◆ DESCRIPTION OF THE TASK
Convert the stretch of data below from the line containing "of the embroidered" through the line containing "x=249, y=432" into a JSON list of strings, one string per line, with blank lines left out.

◆ EXTRACTED INFORMATION
* start *
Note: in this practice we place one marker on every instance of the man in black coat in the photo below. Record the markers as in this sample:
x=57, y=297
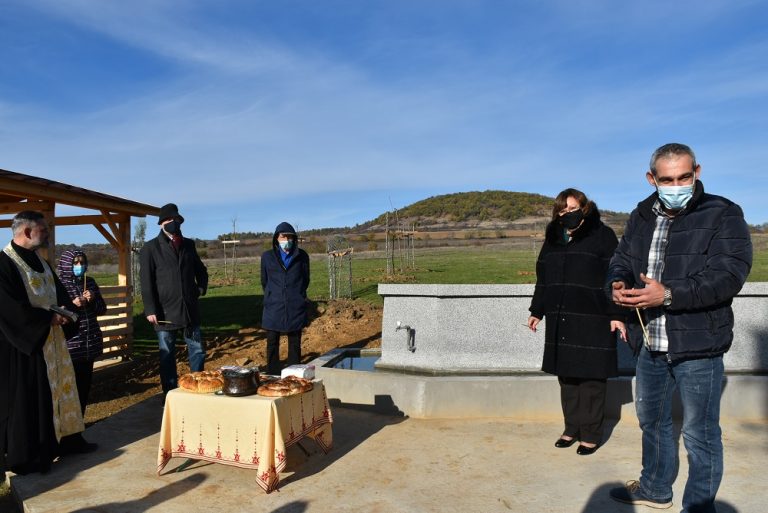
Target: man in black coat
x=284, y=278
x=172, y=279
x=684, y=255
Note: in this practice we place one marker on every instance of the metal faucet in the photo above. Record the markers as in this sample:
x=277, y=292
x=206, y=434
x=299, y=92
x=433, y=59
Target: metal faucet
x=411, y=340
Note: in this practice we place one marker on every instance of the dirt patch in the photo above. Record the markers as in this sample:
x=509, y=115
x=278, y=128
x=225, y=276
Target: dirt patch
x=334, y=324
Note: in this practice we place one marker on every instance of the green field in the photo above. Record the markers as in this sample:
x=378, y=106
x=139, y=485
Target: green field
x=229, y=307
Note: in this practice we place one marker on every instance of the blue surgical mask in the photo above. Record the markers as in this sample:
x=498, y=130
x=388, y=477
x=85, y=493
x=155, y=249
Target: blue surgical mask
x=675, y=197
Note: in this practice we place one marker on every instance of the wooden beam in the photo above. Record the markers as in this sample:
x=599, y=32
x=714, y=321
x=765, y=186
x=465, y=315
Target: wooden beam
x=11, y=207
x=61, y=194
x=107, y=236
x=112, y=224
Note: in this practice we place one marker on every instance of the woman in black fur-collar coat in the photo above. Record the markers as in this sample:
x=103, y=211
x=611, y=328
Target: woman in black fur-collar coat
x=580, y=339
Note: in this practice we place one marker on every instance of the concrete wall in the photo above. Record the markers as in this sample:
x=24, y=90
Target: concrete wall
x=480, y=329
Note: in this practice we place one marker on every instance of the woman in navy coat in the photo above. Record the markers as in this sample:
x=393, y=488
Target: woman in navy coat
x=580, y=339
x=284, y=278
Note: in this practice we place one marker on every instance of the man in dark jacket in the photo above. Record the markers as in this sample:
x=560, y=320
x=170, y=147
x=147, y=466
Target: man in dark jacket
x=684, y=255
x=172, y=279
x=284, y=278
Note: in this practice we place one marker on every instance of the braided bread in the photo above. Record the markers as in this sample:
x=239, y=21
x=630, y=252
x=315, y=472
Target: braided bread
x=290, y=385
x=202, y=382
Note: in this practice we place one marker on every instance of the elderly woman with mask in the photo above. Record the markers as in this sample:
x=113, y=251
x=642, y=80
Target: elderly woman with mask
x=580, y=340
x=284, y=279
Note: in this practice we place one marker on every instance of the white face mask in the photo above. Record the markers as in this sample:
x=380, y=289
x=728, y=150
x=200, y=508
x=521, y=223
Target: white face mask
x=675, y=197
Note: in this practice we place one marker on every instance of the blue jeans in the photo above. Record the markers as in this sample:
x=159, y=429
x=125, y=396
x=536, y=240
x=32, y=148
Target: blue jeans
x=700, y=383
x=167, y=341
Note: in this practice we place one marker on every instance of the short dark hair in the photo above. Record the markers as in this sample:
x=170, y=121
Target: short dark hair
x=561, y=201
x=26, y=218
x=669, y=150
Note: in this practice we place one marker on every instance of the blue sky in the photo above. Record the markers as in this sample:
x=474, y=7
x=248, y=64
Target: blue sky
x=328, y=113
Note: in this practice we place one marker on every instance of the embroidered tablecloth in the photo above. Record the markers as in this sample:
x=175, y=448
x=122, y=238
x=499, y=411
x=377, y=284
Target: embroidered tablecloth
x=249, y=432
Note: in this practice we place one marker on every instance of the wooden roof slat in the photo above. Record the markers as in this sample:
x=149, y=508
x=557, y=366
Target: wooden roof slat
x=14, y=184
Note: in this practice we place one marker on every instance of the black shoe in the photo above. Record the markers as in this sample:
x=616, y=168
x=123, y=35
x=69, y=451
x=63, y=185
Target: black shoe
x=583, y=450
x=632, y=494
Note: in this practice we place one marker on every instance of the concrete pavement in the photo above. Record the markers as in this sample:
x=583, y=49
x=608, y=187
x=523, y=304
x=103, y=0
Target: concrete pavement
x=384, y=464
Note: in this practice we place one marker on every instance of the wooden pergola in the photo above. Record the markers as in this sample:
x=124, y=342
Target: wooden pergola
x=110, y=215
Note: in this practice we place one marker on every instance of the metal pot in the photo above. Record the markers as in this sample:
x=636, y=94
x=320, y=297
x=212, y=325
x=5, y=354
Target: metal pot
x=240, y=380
* end *
◆ RESPONSE FOR THIS EXERCISE
[
  "Note: in this practice we place one marker on every instance of the embroidered tablecloth in the photo above. Record the markers as in this sample:",
  "x=175, y=448",
  "x=122, y=238",
  "x=499, y=411",
  "x=377, y=284",
  "Target: embroidered tablecloth",
  "x=249, y=432"
]